• [Problem description] Convert these lines into a Markdown table with the columns Row and Line, numbering each row and omitting blank lines.

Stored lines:
------
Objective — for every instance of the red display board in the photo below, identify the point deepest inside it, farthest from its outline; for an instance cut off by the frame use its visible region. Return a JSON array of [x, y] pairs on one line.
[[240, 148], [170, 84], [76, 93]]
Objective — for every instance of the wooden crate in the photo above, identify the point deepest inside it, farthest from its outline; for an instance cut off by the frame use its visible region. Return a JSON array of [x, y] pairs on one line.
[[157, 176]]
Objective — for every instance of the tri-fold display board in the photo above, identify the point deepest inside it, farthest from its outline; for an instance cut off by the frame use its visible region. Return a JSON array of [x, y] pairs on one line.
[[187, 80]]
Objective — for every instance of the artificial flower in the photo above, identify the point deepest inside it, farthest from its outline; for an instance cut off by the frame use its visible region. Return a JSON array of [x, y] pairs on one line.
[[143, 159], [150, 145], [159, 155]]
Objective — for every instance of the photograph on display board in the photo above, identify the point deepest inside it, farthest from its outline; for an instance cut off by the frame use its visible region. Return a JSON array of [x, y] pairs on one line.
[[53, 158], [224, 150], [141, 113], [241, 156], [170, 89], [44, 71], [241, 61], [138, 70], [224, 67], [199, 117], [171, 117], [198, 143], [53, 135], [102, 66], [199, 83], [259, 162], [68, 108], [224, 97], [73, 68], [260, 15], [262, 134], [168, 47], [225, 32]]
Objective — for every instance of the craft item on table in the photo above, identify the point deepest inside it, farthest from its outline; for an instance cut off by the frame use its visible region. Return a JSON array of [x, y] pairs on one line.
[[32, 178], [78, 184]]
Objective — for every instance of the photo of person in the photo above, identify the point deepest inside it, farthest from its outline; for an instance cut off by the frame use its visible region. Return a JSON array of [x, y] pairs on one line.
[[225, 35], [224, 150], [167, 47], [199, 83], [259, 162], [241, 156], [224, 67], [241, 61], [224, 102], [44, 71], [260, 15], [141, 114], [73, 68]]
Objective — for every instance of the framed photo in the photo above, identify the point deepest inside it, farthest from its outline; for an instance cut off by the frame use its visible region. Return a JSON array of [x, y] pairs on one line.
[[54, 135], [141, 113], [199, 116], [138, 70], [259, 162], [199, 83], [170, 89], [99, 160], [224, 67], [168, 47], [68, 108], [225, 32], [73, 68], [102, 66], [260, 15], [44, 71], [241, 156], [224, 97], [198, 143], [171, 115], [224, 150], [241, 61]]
------
• [In response]
| Row | Line |
|---|---|
| 1 | Objective — for every instance of the red display board in the photo below, identify the point deepest inside it, farthest from its outline; for an instance cut off by the frame use its visible region. Return a JSON array of [x, y] pairs on one line. |
| 2 | [[240, 148], [170, 84], [76, 93]] |
| 3 | Objective — for every instance of the wooden crate in the photo above, identify the point deepest inside it, farthest from its outline; for an instance cut off by the frame use its visible region. Return a JSON array of [x, y] pairs on one line. |
| 4 | [[157, 176]] |
| 5 | Objective — for every instance of the tri-fold display board in the photo above, identify the point deepest inside it, farthest from its outline; for an instance cut off by the frame use its visible region. Return a JSON array of [x, y] pairs on one line. |
| 6 | [[187, 80]] |
| 7 | Objective — for every instance of the artificial flower in the photo above, identify the point deepest inside it, farthest from its outline; for an instance cut off by the frame use its visible region. Return a JSON array of [x, y] pairs on one line. |
| 8 | [[143, 159], [150, 145], [159, 155]] |
| 9 | Objective — for every instance of the photograph on display board in the photo above, identify the point deepest inside it, farthest from its outline; for an instance cut off by the frame use its visible region. Return a JSON array of [x, y] pairs on one line. |
| 10 | [[53, 158], [224, 150], [141, 113], [241, 156], [170, 89], [44, 71], [241, 61], [138, 70], [224, 67], [199, 117], [171, 117], [198, 143], [53, 135], [102, 66], [199, 83], [259, 162], [68, 108], [224, 97], [73, 68], [260, 15], [262, 134], [168, 47], [225, 32]] |
| 11 | Objective — for every instance of the craft item on table in the photo above, identify the point deepest inside it, farthest from its outline; for an instance cut off by the frame use its visible region. Return a JSON array of [x, y] pairs on one line. |
| 12 | [[32, 178], [78, 184]] |
| 13 | Objective — for every instance of the photo of person in the photo above, identify the point deepest inside it, farthest from its outline; for an instance cut off by the frame use its visible region. Return a JSON array of [x, y] pairs on one line. |
| 14 | [[225, 35], [224, 150], [167, 47], [199, 83], [259, 162], [241, 156], [224, 67], [241, 61], [224, 102], [44, 71], [260, 15], [141, 114], [73, 68]] |
| 15 | Objective — for every instance of the framed photo in the photo above, identify the point deepest inside it, farthest from its outline; for an instance cut off by the frame use its visible region. Return a JSON array of [x, y] pairs on one line. |
| 16 | [[54, 135], [141, 113], [199, 116], [138, 70], [259, 162], [199, 83], [170, 89], [99, 160], [224, 67], [168, 47], [68, 108], [225, 32], [73, 68], [102, 66], [260, 15], [44, 71], [241, 156], [224, 97], [198, 143], [171, 115], [224, 150], [241, 61]] |